— START Text extract —
Results 1 to 9 of 9
  1. #1
    Join Date
    Jul 2004
    Posts
    4

    Question How to store config options?

    My internet site trexx.ch allows users to create their own homepage with just a few clicks. However, there are a lot of things that each user can configure. With each release there are some new options. Now my question: What's the better approach? To have one user table with many columns for each option, (where you have to add a column every time you want a new one) or to have a user table AND an options table with the following structure?
    Code:
    user_id                 int
    option_name             varchar
    option_type             enum('int', 'varchar', 'date')
    option_int_value        int (null)
    option_varchar_value    varchar (null) 
    option_date_value       date (null)
    What would you recommend and why? Thanks for your help,
    tREXX

  2. #2
    Join Date
    Apr 2004
    Location
    Toronto, Canada
    Posts
    249
    Hi,

    I would recommend the second solution with an options table but with a slight change.

    First, the reason why I like the second solution.

    No matter how many options you add, the structure of the underlying table does not change. Therefore, all programs that work currently will work no matter how many options you add. Adding new options will only require you to write programs that know how to handle the new option and integrate it with the main program.

    The small change I would recommend is to have "value" and "option_type" columns instead of:
    option_type enum('int', 'varchar', 'date')
    option_int_value int (null)
    option_varchar_value varchar (null)
    option_date_value date (null)
    That way, you can add "images" if you so desire and you do not have to add an extra column to this table.

    The value can be either the actual text, or a pointer to an image or URL, etc. The option_type gives you enough information to allow you to do the right thing for it.

    Hope that was useful.

    As an aside, there are two key points related to software development that appear here.

    The second solution you proposed is essentially a way to keep things that change (the number of options, etc.) separate from the things that remain relatively unchanged (like any user information). This gives you a very clear separation in code and lets you develop much faster, reducing development time at least by half (rough estimate.)
— END Text extract —
— START Data segment —
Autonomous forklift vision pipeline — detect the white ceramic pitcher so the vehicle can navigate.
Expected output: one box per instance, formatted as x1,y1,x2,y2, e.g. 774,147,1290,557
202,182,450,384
— END Data segment —
→ Exercises
a) From the forum thread on storing config options, quote everything from "option_int_value int (null)" down to "half (rough estimate.)".
b) Answer these questions from the forum thread on storing config options:
(i) What is the name of the site the first poster runs?
(ii) What location does the second poster give?
(iii) By how much does the reply estimate development time will be reduced?
c) Shorten the paragraph in the forum thread on storing config options that begins "The second solution you proposed is essentially", keeping its main facts.

→ Outputs in order
a)
option_int_value int (null)
    option_varchar_value varchar (null)
    option_date_value date (null)
    That way, you can add "images" if you so desire and you do not have to add an extra column to this table.

    The value can be either the actual text, or a pointer to an image or URL, etc. The option_type gives you enough information to allow you to do the right thing for it.

    Hope that was useful.

    As an aside, there are two key points related to software development that appear here.

    The second solution you proposed is essentially a way to keep things that change (the number of options, etc.) separate from the things that remain relatively unchanged (like any user information). This gives you a very clear separation in code and lets you develop much faster, reducing development time at least by half (rough estimate.)

b)
(i) trexx.ch
(ii) Toronto, Canada
(iii) At least by half, as a rough estimate

c) The second solution keeps what changes, such as the number of options, apart from what stays relatively unchanged, such as user information. This gives a clear separation in code and speeds development, cutting development time by at least half by a rough estimate.